Data extracts>

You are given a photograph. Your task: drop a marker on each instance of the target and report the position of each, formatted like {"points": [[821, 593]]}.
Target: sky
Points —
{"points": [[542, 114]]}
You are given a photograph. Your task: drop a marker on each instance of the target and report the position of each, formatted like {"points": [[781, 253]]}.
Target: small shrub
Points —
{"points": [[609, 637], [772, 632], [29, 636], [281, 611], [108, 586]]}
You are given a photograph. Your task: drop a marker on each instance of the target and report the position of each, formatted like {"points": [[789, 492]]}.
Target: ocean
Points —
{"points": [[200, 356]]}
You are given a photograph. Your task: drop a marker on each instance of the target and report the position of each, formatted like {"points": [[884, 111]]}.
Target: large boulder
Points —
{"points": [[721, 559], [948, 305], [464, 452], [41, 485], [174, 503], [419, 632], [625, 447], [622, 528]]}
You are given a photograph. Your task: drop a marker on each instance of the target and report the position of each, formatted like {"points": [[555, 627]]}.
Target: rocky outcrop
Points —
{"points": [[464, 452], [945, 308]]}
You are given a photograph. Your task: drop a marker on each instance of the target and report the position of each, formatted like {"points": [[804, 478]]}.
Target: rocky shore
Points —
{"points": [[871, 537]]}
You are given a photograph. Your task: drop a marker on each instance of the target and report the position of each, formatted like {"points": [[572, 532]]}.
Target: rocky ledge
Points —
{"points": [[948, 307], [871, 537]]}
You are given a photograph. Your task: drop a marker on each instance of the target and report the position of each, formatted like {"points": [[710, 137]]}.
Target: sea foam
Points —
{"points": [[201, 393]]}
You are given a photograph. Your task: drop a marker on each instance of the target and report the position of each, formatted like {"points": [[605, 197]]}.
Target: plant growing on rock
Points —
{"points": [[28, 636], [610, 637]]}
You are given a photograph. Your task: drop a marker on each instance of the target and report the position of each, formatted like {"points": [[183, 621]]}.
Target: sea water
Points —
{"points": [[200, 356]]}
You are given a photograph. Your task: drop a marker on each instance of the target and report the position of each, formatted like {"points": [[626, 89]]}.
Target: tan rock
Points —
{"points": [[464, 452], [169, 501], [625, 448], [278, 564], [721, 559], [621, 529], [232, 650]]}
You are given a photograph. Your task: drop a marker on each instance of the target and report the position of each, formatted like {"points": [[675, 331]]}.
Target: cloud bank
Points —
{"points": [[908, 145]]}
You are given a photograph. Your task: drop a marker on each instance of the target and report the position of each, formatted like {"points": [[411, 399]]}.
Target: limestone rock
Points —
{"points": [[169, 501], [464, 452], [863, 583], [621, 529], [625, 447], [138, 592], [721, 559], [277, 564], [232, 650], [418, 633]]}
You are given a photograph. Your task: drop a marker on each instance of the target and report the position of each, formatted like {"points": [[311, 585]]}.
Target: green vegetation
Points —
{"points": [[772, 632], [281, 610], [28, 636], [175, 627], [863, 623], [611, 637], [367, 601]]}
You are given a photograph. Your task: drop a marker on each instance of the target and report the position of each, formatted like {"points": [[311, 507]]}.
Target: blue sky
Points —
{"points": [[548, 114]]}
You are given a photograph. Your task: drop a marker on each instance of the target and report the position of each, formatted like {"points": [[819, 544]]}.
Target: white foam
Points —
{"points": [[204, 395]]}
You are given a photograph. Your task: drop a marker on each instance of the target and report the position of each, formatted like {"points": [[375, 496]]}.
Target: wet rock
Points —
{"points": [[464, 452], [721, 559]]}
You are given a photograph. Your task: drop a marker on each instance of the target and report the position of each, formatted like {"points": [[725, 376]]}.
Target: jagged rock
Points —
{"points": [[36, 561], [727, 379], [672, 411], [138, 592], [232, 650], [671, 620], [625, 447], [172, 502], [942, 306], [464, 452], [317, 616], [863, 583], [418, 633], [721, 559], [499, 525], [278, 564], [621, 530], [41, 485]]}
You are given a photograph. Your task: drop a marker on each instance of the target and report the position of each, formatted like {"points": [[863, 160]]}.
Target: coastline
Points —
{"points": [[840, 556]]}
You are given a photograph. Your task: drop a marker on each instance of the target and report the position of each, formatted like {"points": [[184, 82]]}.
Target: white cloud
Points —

Task goal> Transcribe the data in full, matching every line exactly.

Exercise solution>
You are given a photograph. Your task: drop a marker on each instance of the target and report the position of each, formatted like {"points": [[821, 593]]}.
Target: sky
Points —
{"points": [[542, 114]]}
You are given a photograph. Your task: drop a marker on each instance of the target and report the position of each, formatted like {"points": [[781, 253]]}.
Target: small shrub
Points —
{"points": [[609, 637], [772, 632], [29, 636], [281, 611], [108, 586]]}
You are given a photograph. Your task: drop a marker on each instance of the target and report the position of each, formatted like {"points": [[789, 492]]}.
Target: ocean
Points —
{"points": [[200, 356]]}
You are given a photograph. Your task: drop a marker on each instance of the target and report the position of each, formatted like {"points": [[884, 111]]}.
Target: large boulder
Points —
{"points": [[721, 559], [948, 305], [464, 452], [41, 485], [174, 503], [419, 632], [625, 447], [622, 528]]}
You are given a photograph. Your task: drop a marker on each instance of the target and report the position of each, formatted like {"points": [[555, 627]]}.
Target: rocky outcrop
Points —
{"points": [[464, 452], [945, 308]]}
You are given a photograph. Your task: drop a marker on each instance of the target and report the position of each, formatted like {"points": [[804, 478]]}.
Target: rocky shore
Points —
{"points": [[871, 537]]}
You are given a photograph. Your task: drop a marker on each instance of the target and report the position of each, formatted like {"points": [[572, 532]]}.
Target: rocky ledge
Points —
{"points": [[948, 307], [871, 537]]}
You are given a photograph. Your task: drop a marker on each instance of the target and report the position of each, formatted like {"points": [[710, 137]]}.
Target: sea foam
Points —
{"points": [[201, 393]]}
You are given a photograph. Your task: drop a marker on each instance of the target and report the position of each, formatted like {"points": [[605, 197]]}.
Target: plant growing on rock
Points —
{"points": [[28, 636], [610, 637]]}
You are given a photograph. Your task: drop a marker on each instance of the target and report the position of each, formatted like {"points": [[183, 621]]}.
Target: sea water
Points —
{"points": [[200, 356]]}
You are given a photograph. Your task: drop a marker on each instance of the target and report the position of each, formatted like {"points": [[626, 89]]}.
Target: tan rock
Points —
{"points": [[464, 452], [169, 501], [625, 448], [278, 564], [721, 559], [621, 529], [232, 650]]}
You are given a photograph. Your task: drop a marker on each instance of the target and report the position of each, formatted like {"points": [[675, 331]]}.
Target: cloud bank
Points —
{"points": [[908, 145]]}
You are given a photograph. Your task: drop a marker on each instance of the target and report the position of each, formatted like {"points": [[411, 399]]}.
Target: limestone rock
Points —
{"points": [[169, 501], [464, 452], [863, 583], [621, 529], [625, 447], [138, 592], [721, 559], [277, 564], [232, 650], [418, 633]]}
You are given a photograph. Your task: drop a marker on each instance of the target and report the position of each, formatted like {"points": [[311, 585]]}.
Target: green vegetation
Points —
{"points": [[772, 632], [281, 610], [28, 636], [175, 627], [863, 623], [611, 637], [367, 601]]}
You are given a photograph. Your task: drop a marker on each instance of the target and report the position of each, formatted like {"points": [[311, 507]]}.
Target: blue sky
Points —
{"points": [[548, 114]]}
You are given a photograph. Your task: drop a marker on each instance of the target and report the position of each, formatted like {"points": [[819, 544]]}.
Target: white foam
Points —
{"points": [[204, 395]]}
You are given a photograph. Your task: drop a marker on each instance of the target and report the position of each, formatted like {"points": [[375, 496]]}.
Target: wet rock
Points —
{"points": [[464, 452], [721, 559]]}
You are given a photograph. Your task: drop a marker on each instance of the target and report the position of each, formatted like {"points": [[725, 376]]}.
Target: jagged rock
Points —
{"points": [[36, 561], [727, 379], [672, 411], [138, 592], [232, 650], [671, 620], [625, 447], [172, 502], [942, 306], [464, 452], [317, 616], [863, 583], [418, 633], [721, 559], [499, 525], [278, 564], [621, 530], [41, 485]]}
You are given a photograph. Your task: drop a marker on each instance of the target and report the position of each, formatted like {"points": [[863, 160]]}.
Target: coastline
Points —
{"points": [[840, 556]]}
You are given a photograph. Your task: drop a marker on each instance of the target and report the position of each, formatted like {"points": [[184, 82]]}.
Target: white cloud
Points —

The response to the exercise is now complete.